** BEGIN DATASET ROWS **
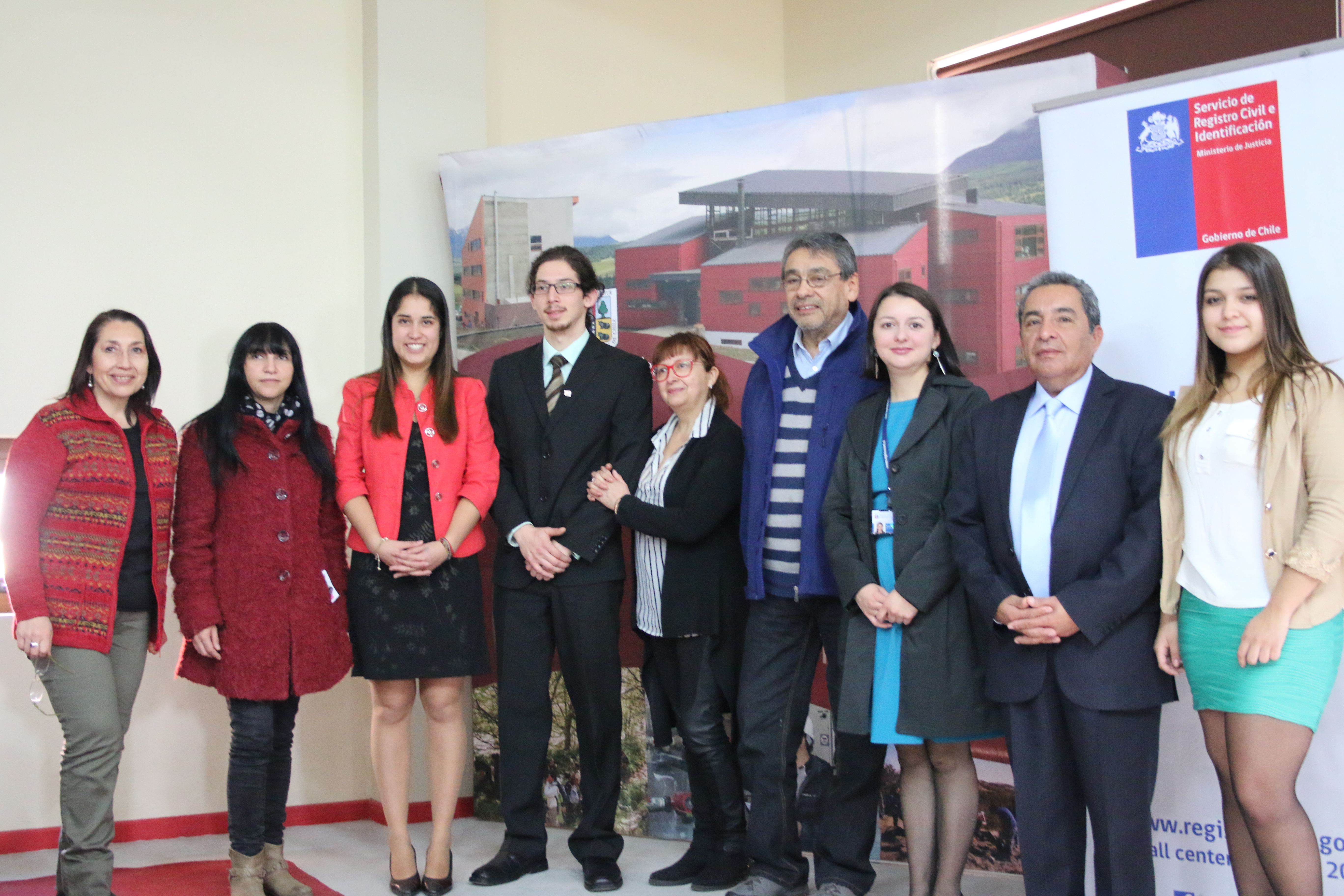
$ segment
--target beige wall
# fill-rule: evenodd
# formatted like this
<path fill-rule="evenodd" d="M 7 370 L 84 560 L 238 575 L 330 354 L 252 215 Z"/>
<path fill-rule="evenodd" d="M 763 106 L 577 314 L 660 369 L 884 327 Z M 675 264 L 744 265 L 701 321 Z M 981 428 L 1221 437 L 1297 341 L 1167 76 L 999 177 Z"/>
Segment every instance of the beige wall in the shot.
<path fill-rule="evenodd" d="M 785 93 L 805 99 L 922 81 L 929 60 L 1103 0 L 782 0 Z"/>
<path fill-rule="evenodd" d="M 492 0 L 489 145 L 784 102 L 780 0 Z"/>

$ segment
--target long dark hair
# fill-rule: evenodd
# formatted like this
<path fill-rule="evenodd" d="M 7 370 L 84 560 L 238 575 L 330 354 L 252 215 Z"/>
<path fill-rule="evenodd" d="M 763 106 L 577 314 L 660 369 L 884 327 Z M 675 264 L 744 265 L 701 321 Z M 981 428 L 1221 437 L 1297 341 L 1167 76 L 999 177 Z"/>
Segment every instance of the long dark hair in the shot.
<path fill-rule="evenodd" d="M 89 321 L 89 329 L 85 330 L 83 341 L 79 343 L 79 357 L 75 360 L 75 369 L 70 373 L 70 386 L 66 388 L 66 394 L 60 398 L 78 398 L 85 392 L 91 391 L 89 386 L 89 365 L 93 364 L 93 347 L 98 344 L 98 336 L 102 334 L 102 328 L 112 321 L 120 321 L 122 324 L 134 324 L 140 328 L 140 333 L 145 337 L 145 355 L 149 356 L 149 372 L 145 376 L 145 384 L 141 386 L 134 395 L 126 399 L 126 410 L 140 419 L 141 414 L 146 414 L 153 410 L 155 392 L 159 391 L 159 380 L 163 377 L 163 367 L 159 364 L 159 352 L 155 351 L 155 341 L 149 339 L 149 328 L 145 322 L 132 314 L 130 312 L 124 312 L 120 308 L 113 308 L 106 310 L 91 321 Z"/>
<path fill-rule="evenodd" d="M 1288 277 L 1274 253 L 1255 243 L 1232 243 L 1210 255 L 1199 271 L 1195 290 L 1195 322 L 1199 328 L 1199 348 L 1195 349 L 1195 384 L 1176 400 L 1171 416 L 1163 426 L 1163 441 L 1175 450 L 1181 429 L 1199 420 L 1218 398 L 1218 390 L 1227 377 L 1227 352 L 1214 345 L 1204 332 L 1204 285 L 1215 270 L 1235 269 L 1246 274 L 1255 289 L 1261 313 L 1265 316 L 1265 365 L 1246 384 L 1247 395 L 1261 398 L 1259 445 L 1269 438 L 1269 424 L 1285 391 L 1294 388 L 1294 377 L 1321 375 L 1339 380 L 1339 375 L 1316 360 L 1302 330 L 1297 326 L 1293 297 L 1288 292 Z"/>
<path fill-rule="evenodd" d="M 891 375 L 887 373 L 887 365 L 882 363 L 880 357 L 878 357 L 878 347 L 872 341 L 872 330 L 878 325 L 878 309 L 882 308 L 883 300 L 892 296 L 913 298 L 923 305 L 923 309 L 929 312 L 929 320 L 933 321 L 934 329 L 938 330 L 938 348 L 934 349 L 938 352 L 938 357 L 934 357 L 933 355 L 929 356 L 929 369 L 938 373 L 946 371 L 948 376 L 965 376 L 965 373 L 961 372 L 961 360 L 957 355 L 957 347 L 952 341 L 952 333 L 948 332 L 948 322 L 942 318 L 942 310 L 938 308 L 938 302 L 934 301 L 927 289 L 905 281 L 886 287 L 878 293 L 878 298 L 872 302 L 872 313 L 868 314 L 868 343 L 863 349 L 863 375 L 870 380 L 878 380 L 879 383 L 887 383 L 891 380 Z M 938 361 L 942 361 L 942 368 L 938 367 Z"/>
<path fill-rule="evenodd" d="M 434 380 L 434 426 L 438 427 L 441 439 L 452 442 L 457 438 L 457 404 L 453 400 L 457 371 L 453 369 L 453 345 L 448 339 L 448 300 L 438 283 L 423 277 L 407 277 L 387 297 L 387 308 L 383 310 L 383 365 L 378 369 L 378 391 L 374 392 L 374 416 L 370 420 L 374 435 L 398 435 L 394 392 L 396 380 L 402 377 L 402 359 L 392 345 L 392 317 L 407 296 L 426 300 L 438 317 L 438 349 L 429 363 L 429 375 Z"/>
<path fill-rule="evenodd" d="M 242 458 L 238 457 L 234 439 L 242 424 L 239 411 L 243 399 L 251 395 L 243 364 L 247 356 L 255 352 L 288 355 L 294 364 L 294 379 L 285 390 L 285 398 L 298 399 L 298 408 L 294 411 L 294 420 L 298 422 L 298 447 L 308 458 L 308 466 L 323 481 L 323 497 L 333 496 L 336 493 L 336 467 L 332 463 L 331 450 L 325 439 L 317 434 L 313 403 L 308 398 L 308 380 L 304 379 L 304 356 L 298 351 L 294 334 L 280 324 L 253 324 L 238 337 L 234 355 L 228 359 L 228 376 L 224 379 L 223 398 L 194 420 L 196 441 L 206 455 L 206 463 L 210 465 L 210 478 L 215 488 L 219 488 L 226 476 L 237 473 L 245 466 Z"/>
** END DATASET ROWS **
**WHAT THE EXERCISE ASKS:**
Rewrite all of the records above, changing "instance" to "occurrence" and leaving everything else as it is. Leave the pictures out of your answer.

**COMPLETE ANSWER:**
$ segment
--target beige wall
# fill-rule: evenodd
# formatted like this
<path fill-rule="evenodd" d="M 7 370 L 84 560 L 238 575 L 330 354 L 252 215 Z"/>
<path fill-rule="evenodd" d="M 763 106 L 577 314 L 660 369 L 884 327 Z M 675 264 L 744 265 L 701 321 Z M 981 428 L 1221 437 L 1297 341 L 1167 76 L 999 177 Z"/>
Segment every occurrence of the beige wall in the shot.
<path fill-rule="evenodd" d="M 785 93 L 805 99 L 922 81 L 929 60 L 1103 0 L 782 0 Z"/>
<path fill-rule="evenodd" d="M 492 0 L 489 145 L 784 102 L 780 0 Z"/>

$ segment
--target long dark hair
# fill-rule: evenodd
# formatted like this
<path fill-rule="evenodd" d="M 7 370 L 84 560 L 238 575 L 330 354 L 252 215 Z"/>
<path fill-rule="evenodd" d="M 763 106 L 577 314 L 660 369 L 884 327 Z M 675 264 L 744 265 L 701 321 Z M 981 428 L 1221 437 L 1297 341 L 1167 76 L 999 177 Z"/>
Segment every occurrence of the long dark hair in the shot.
<path fill-rule="evenodd" d="M 89 321 L 89 329 L 85 330 L 83 341 L 79 343 L 79 357 L 75 360 L 75 369 L 70 373 L 70 386 L 66 388 L 66 394 L 60 398 L 78 398 L 85 392 L 91 391 L 89 386 L 89 365 L 93 364 L 93 347 L 98 344 L 98 336 L 102 334 L 102 328 L 112 321 L 120 321 L 122 324 L 134 324 L 140 328 L 140 333 L 145 337 L 145 355 L 149 356 L 149 372 L 145 376 L 145 384 L 141 386 L 134 395 L 126 399 L 126 410 L 140 419 L 141 414 L 146 414 L 153 410 L 155 392 L 159 391 L 159 380 L 163 377 L 163 367 L 159 364 L 159 352 L 155 351 L 155 341 L 149 339 L 149 328 L 145 322 L 132 314 L 130 312 L 124 312 L 120 308 L 113 308 L 106 310 L 91 321 Z"/>
<path fill-rule="evenodd" d="M 1288 277 L 1274 253 L 1255 243 L 1232 243 L 1210 255 L 1199 271 L 1195 290 L 1195 322 L 1199 328 L 1199 348 L 1195 349 L 1195 384 L 1176 400 L 1171 416 L 1163 426 L 1163 441 L 1175 450 L 1181 429 L 1199 420 L 1218 398 L 1218 390 L 1227 377 L 1227 352 L 1214 345 L 1204 332 L 1204 285 L 1215 270 L 1235 269 L 1246 274 L 1255 289 L 1261 313 L 1265 316 L 1265 365 L 1246 384 L 1247 395 L 1261 398 L 1259 445 L 1269 438 L 1269 424 L 1285 391 L 1294 388 L 1294 377 L 1321 375 L 1339 380 L 1339 375 L 1316 360 L 1302 330 L 1297 326 L 1293 297 L 1288 292 Z"/>
<path fill-rule="evenodd" d="M 891 375 L 887 373 L 887 365 L 882 363 L 880 357 L 878 357 L 878 347 L 872 341 L 872 330 L 878 325 L 878 309 L 882 308 L 883 300 L 892 296 L 913 298 L 923 305 L 923 309 L 929 312 L 929 320 L 933 321 L 934 329 L 938 330 L 938 348 L 934 349 L 938 352 L 938 357 L 934 357 L 933 355 L 929 356 L 929 369 L 938 373 L 946 371 L 948 376 L 965 376 L 965 373 L 961 372 L 961 360 L 957 355 L 957 347 L 952 341 L 952 333 L 948 332 L 948 322 L 942 318 L 942 310 L 938 308 L 938 302 L 934 301 L 927 289 L 905 281 L 886 287 L 878 293 L 878 298 L 872 302 L 872 313 L 868 314 L 868 343 L 863 349 L 863 375 L 870 380 L 878 380 L 879 383 L 887 383 L 891 380 Z M 938 361 L 942 361 L 942 368 L 938 367 Z"/>
<path fill-rule="evenodd" d="M 434 380 L 434 426 L 438 427 L 441 439 L 452 442 L 457 438 L 457 404 L 453 400 L 457 371 L 453 369 L 453 345 L 448 339 L 448 300 L 438 283 L 423 277 L 407 277 L 387 297 L 387 308 L 383 310 L 383 365 L 378 369 L 378 391 L 374 392 L 374 416 L 370 420 L 374 435 L 398 435 L 394 392 L 396 380 L 402 377 L 402 359 L 392 345 L 392 317 L 407 296 L 426 300 L 438 317 L 438 349 L 429 363 L 429 375 Z"/>
<path fill-rule="evenodd" d="M 242 458 L 238 457 L 234 439 L 242 424 L 239 411 L 243 399 L 251 395 L 243 364 L 247 356 L 255 352 L 288 355 L 294 364 L 294 379 L 285 390 L 285 398 L 298 399 L 298 408 L 294 411 L 294 420 L 298 422 L 298 447 L 308 458 L 308 466 L 323 481 L 323 497 L 333 496 L 336 493 L 336 467 L 332 463 L 331 450 L 325 439 L 317 434 L 313 403 L 308 398 L 308 380 L 304 379 L 304 356 L 298 351 L 294 334 L 280 324 L 253 324 L 238 337 L 234 355 L 228 359 L 228 376 L 224 379 L 223 398 L 194 420 L 196 441 L 206 455 L 206 463 L 210 465 L 210 478 L 215 488 L 219 488 L 226 476 L 237 473 L 245 466 Z"/>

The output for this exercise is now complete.